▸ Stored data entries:
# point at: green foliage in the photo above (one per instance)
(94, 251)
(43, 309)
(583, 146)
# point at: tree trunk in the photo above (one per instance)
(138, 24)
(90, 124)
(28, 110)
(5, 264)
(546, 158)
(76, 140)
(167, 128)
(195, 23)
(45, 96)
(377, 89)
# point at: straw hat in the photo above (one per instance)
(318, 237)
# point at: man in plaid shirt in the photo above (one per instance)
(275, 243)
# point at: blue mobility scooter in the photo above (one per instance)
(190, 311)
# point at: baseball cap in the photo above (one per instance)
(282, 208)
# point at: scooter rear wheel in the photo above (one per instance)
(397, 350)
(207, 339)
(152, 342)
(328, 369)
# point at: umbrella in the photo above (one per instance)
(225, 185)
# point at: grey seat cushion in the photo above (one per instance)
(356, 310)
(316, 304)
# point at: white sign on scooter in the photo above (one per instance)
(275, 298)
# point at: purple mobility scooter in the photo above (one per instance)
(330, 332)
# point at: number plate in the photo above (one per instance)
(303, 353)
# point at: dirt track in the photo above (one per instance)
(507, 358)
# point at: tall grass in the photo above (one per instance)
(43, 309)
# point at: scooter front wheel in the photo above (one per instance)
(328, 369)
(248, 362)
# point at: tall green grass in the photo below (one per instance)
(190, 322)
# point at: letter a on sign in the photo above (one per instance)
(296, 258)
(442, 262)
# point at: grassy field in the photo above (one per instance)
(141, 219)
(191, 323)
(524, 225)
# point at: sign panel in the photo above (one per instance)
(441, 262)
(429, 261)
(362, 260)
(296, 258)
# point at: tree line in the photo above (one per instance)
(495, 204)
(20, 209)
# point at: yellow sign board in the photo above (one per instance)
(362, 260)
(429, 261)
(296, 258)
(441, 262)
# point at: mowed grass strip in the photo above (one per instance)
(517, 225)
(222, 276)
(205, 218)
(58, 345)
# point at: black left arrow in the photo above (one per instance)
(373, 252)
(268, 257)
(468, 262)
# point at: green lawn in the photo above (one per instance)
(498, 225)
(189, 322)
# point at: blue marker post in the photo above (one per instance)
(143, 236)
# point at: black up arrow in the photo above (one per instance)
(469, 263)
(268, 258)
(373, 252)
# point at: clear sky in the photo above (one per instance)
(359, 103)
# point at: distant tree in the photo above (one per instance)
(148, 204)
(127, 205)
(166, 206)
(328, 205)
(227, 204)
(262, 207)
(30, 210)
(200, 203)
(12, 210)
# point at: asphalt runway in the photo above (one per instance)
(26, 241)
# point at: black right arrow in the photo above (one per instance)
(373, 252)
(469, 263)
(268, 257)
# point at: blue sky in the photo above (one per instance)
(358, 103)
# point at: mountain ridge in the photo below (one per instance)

▸ Problem requirements: Extract exactly the lines between the line containing "# point at: tall green" and the end of the data, including both.

▸ Expected answer:
# point at: tall green grass in the photo below (one per instance)
(190, 322)
# point at: letter a on sign in the photo above (one per instance)
(296, 258)
(442, 262)
# point at: grassy field in the photo above (one per instance)
(141, 219)
(191, 323)
(524, 225)
# point at: sign panel in the photo above (one per instance)
(441, 262)
(429, 261)
(362, 260)
(296, 258)
# point at: tree line in the photo above (one per instance)
(495, 204)
(20, 209)
# point at: yellow sign board in the photo above (one per instance)
(362, 260)
(429, 261)
(296, 258)
(441, 262)
# point at: mowed grass strip in the photo above (one per instance)
(517, 225)
(222, 276)
(205, 218)
(58, 345)
# point at: black left arrow in the photo above (one per instance)
(373, 252)
(268, 257)
(468, 262)
# point at: green lawn in the photo above (one per instance)
(498, 225)
(189, 322)
# point at: blue marker post in the photo above (one per instance)
(143, 236)
# point at: black up arrow in the photo above (one per instance)
(469, 263)
(268, 258)
(373, 252)
# point at: clear sky in the photo above (one per instance)
(359, 103)
# point at: distant tree in the photo above (one per instance)
(148, 204)
(127, 205)
(166, 206)
(328, 205)
(227, 204)
(262, 207)
(30, 210)
(200, 203)
(12, 210)
# point at: asphalt runway in the photo above (one per instance)
(26, 241)
# point at: black right arrow in the photo above (one per instance)
(373, 252)
(469, 263)
(268, 257)
# point at: blue sky in the photo above (one per instance)
(358, 103)
# point at: mountain ridge in the photo below (one per instance)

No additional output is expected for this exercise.